_Raw records_
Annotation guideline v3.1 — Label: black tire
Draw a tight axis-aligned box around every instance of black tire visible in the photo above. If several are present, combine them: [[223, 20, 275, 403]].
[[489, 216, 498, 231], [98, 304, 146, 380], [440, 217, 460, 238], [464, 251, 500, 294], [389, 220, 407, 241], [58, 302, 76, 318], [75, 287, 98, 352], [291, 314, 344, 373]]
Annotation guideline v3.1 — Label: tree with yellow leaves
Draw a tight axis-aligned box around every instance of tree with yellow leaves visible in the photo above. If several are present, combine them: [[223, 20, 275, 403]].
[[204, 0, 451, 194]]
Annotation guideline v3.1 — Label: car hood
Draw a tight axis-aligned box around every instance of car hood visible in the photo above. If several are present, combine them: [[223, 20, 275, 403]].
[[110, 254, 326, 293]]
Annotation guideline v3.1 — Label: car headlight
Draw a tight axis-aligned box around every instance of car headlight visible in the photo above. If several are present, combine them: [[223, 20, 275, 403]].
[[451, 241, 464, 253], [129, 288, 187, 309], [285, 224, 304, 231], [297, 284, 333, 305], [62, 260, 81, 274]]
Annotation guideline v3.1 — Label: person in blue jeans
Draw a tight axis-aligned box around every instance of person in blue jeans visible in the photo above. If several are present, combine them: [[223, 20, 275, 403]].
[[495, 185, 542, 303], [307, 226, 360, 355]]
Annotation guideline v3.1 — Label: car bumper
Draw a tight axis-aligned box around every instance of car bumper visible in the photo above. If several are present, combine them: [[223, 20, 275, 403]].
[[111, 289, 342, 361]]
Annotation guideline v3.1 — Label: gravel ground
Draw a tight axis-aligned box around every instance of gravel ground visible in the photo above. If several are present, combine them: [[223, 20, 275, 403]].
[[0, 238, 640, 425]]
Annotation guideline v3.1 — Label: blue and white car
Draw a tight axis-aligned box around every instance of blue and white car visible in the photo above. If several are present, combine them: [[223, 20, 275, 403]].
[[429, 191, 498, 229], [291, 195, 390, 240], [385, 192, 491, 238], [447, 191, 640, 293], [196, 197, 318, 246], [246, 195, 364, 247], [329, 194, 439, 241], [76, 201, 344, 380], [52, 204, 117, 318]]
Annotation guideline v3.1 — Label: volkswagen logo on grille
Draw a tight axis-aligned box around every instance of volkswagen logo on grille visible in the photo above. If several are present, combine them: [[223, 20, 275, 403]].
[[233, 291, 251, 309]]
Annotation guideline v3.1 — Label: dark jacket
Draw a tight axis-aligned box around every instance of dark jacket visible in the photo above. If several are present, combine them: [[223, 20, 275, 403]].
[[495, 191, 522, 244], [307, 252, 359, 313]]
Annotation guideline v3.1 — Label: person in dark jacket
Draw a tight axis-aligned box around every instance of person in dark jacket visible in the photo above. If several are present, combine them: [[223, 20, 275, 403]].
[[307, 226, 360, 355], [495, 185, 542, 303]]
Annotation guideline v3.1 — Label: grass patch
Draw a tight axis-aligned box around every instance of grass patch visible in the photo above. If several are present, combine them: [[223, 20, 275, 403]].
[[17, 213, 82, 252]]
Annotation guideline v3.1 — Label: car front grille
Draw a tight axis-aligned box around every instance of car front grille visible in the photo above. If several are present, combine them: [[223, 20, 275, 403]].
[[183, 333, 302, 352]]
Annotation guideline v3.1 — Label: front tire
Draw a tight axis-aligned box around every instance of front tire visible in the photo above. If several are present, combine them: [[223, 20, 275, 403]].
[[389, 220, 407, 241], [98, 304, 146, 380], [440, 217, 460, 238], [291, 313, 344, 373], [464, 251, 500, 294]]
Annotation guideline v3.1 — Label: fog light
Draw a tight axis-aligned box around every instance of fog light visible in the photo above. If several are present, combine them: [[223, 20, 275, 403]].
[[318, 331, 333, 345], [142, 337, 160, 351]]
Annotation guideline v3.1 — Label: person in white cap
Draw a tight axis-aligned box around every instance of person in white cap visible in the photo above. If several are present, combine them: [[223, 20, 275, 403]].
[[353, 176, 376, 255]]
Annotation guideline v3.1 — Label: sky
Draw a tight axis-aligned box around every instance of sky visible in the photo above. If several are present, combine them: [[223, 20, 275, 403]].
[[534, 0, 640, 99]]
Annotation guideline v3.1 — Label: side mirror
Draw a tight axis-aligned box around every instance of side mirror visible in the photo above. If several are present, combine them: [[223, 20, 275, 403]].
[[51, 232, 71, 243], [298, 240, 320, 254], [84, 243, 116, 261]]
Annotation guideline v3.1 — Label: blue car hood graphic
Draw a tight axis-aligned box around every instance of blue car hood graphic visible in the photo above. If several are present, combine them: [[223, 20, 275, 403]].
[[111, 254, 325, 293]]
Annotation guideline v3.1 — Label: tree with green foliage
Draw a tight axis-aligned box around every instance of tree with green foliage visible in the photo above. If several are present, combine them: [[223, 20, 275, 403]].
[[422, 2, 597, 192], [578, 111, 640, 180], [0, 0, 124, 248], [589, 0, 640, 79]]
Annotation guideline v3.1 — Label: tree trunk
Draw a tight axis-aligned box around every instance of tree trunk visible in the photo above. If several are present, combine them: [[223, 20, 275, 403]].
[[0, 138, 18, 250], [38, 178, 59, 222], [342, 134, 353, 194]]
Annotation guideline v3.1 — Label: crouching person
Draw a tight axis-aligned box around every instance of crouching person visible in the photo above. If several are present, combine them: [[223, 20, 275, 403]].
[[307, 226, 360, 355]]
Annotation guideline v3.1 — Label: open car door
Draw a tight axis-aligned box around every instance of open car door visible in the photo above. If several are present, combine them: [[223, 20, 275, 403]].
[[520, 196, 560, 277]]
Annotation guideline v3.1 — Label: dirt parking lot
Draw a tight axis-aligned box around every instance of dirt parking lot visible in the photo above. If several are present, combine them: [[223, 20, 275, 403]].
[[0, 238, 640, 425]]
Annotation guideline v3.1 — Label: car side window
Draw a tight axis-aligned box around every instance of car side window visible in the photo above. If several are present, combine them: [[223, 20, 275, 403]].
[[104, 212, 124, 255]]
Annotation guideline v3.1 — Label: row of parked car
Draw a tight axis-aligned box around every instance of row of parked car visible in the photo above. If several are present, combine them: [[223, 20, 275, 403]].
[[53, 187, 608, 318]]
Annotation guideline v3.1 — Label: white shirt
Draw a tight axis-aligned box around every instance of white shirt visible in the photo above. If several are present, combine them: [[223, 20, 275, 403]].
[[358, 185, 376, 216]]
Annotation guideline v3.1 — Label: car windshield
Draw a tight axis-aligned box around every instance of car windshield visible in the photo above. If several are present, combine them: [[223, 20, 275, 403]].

_Aim_
Return all of the rows above, copying each line with no changes.

_Expected output_
Annotation guideline v3.1 — Label: black tire
Draw a tight axis-aligned box around every instance of black tire visible in the photo above. If several are present, combine them: [[223, 20, 275, 403]].
[[489, 216, 498, 231], [98, 304, 146, 380], [440, 217, 460, 238], [464, 251, 500, 294], [389, 220, 407, 241], [58, 302, 76, 318], [75, 287, 98, 352], [291, 314, 344, 373]]
Annotation guideline v3.1 — Label: tree with yellow leaves
Draw a tight axis-aligned box around every instance of tree with yellow leaves visible in the photo above. If several are present, combine them: [[223, 20, 275, 403]].
[[204, 0, 451, 194]]
Annotation guideline v3.1 — Label: car hood
Draw a tight axis-aligned box around every instance of car hood visible in the photo above. If several are present, combine them: [[223, 20, 275, 403]].
[[110, 254, 326, 293]]
Annotation guideline v3.1 — Label: car headlight
Draw a tight axis-aligned box around every instance of car headlight visible in the photo above. If several are present, combine them: [[223, 20, 275, 403]].
[[451, 241, 464, 253], [129, 288, 187, 309], [285, 224, 304, 231], [297, 284, 333, 305], [62, 260, 81, 274]]
Annotation guideline v3.1 — Label: person in blue jeans
Draw a tight axis-aligned box around every instance of person in blue jeans visible in the photo above. If several are present, combine them: [[223, 20, 275, 403]].
[[495, 185, 542, 303], [307, 226, 360, 355]]
Annotation guideline v3.1 — Label: car bumper
Draw a tight axis-aligned box around every instance of car bumper visible in the photo above. If several are present, combine them: [[223, 20, 275, 403]].
[[111, 289, 342, 361]]
Annotation guideline v3.1 — Label: gravel ground
Draw a tight axis-aligned box around every instance of gravel ground visible in the photo above. If several are present, combine them: [[223, 20, 275, 403]].
[[0, 238, 640, 425]]
Annotation guideline v3.1 — Label: blue and white car
Draw a tight axis-aligned box around every instance of blue and white car visible in the photo above. If several are present, combine them: [[223, 20, 275, 403]].
[[429, 191, 498, 229], [291, 195, 390, 240], [385, 192, 491, 238], [447, 191, 640, 293], [196, 197, 318, 246], [246, 195, 364, 247], [329, 194, 439, 241], [76, 201, 344, 380], [52, 204, 117, 318]]
Annotation guideline v3.1 — Label: volkswagen logo on grille
Draw a tight axis-aligned box around every instance of volkswagen logo on grille visible in the photo above. If several are present, combine them: [[223, 20, 275, 403]].
[[233, 291, 251, 309]]
Annotation guideline v3.1 — Label: dark jacket
Draw a tight axis-aligned box around every instance of dark jacket visible in the photo above. If several are present, combine them: [[223, 20, 275, 403]].
[[495, 191, 522, 244], [307, 252, 359, 313]]
Annotation guideline v3.1 — Label: person in dark jacket
Draw a tight axis-aligned box around every instance of person in dark jacket visible in the photo above. If several are present, combine them: [[223, 20, 275, 403]].
[[307, 226, 360, 355], [495, 185, 542, 303]]
Annotation guideline v3.1 — Label: grass patch
Draw a tight axis-aligned box around every instance of grass patch visible in the photo above. If several are present, combine them: [[223, 20, 275, 403]].
[[17, 213, 82, 252]]
Annotation guideline v3.1 — Label: car front grille
Draw a tight axis-aligned box around every instance of car front grille visible in the photo above. If several are present, combine them: [[223, 20, 275, 403]].
[[183, 333, 302, 352]]
Annotation guideline v3.1 — Label: front tire
Draw a tight axis-aligned box around every instance of front tire visible in the photo above. If several are present, combine them: [[223, 20, 275, 403]].
[[389, 220, 407, 241], [98, 304, 146, 380], [440, 217, 460, 238], [291, 313, 344, 373], [464, 251, 500, 294]]
Annotation guideline v3.1 — Label: fog light
Draw a tight axis-aligned box around every instance of fog light visible in the photo above. If several are present, combine them: [[223, 20, 275, 403]].
[[318, 331, 333, 345], [142, 337, 160, 351]]
Annotation guideline v3.1 — Label: person in white cap
Draw a tight axis-aligned box around every instance of person in white cap visible in the photo above. If several are present, combine them: [[223, 20, 275, 403]].
[[353, 176, 376, 255]]
Annotation guideline v3.1 — Label: sky
Draw a tight axis-aligned box around every instance of sky visible in the photo above. If several are present, combine them: [[223, 20, 275, 403]].
[[534, 0, 640, 99]]
Annotation guideline v3.1 — Label: side mirror
Draw a tight axis-aligned box around every instance of side mirror visible in the photo above. If several are present, combine them: [[223, 20, 275, 403]].
[[51, 232, 71, 243], [298, 240, 320, 254], [84, 243, 116, 261]]
Annotation guideline v3.1 — Label: blue car hood graphic
Draw a tight axis-aligned box around every instance of blue car hood graphic visible in the photo above. If several are present, combine them: [[223, 20, 275, 403]].
[[111, 254, 325, 293]]
Annotation guideline v3.1 — Label: tree with green foliage
Draw a tight axis-aligned box around every instance of tree with green foliage visible in the photo above. If several are present, combine them: [[223, 20, 275, 403]].
[[422, 2, 597, 192], [578, 111, 640, 180], [0, 0, 124, 248], [589, 0, 640, 79]]
Annotation guideline v3.1 — Label: tree trunk
Draw a tight axis-aligned box around every instance of tree trunk visible in the photo above. If several are present, combine them: [[223, 20, 275, 403]].
[[0, 138, 18, 250], [38, 178, 59, 222], [342, 134, 353, 194]]
Annotation guideline v3.1 — Label: crouching person
Draw a tight axis-aligned box around every instance of crouching person visible in the photo above. If several are present, combine them: [[223, 20, 275, 403]].
[[307, 226, 360, 355]]
Annotation guideline v3.1 — Label: open car door
Draw a tight axis-aligned box around every instance of open car door visible in the photo above. If several are present, combine them: [[223, 20, 275, 403]].
[[520, 196, 560, 277]]
Annotation guideline v3.1 — Label: dirt parking lot
Draw a tight axis-aligned box around every instance of dirt parking lot visible in the photo above. If several are present, combine them: [[223, 20, 275, 403]].
[[0, 238, 640, 425]]
Annotation guideline v3.1 — Label: car side window
Draw a tight axis-aligned box around every instance of car side window visible in the photo above. If several are present, combine them: [[223, 20, 275, 403]].
[[104, 212, 124, 255]]
Annotation guideline v3.1 — Label: row of parked car
Draw a tight axis-aligned box around every instance of row of parked car visible in the photo above. If several are present, combine them: [[223, 20, 275, 403]].
[[53, 187, 608, 318]]
Annotation guideline v3.1 — Label: white shirt
Draw a tight axis-aligned box around every instance of white shirt visible in the photo above. If several are present, combine them: [[223, 20, 275, 403]].
[[358, 185, 376, 216]]
Annotation guideline v3.1 — Label: car windshield
Draw a tight axis-aligned box around every instance of car windshield visible in the photo above. If several are present, combine them: [[223, 20, 275, 403]].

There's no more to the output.